- _Problem to work on_
When you reach the line containing "the white cloud.", begin copying exactly, and keep going through the last line of the records below, copying nothing before it.

- _Material for this task_
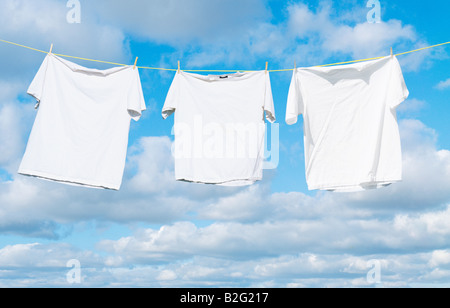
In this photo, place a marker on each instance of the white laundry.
(351, 135)
(220, 126)
(80, 135)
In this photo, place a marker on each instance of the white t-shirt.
(220, 126)
(80, 135)
(351, 135)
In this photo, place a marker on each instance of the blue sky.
(160, 233)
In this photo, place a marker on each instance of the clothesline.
(170, 69)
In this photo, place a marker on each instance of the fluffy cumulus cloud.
(261, 238)
(187, 234)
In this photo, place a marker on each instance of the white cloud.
(179, 22)
(443, 85)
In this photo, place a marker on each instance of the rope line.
(223, 71)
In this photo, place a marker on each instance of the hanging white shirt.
(351, 135)
(80, 134)
(220, 126)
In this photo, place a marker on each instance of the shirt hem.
(227, 183)
(67, 180)
(355, 187)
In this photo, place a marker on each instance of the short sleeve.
(295, 105)
(172, 98)
(398, 92)
(268, 101)
(136, 101)
(36, 87)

- _Written answer_
In this photo, place a marker on each instance of the white cloud.
(179, 22)
(443, 85)
In this photo, place a marker on each instance of the rope line.
(223, 71)
In this photo, place a marker on each instance of the hanging white shirt.
(351, 135)
(80, 134)
(220, 126)
In this photo, place a marker on each instance of the shirt hem.
(227, 183)
(67, 180)
(355, 187)
In this photo, place a marker on each instance of the short sleeve.
(295, 105)
(172, 98)
(398, 92)
(268, 101)
(136, 101)
(36, 87)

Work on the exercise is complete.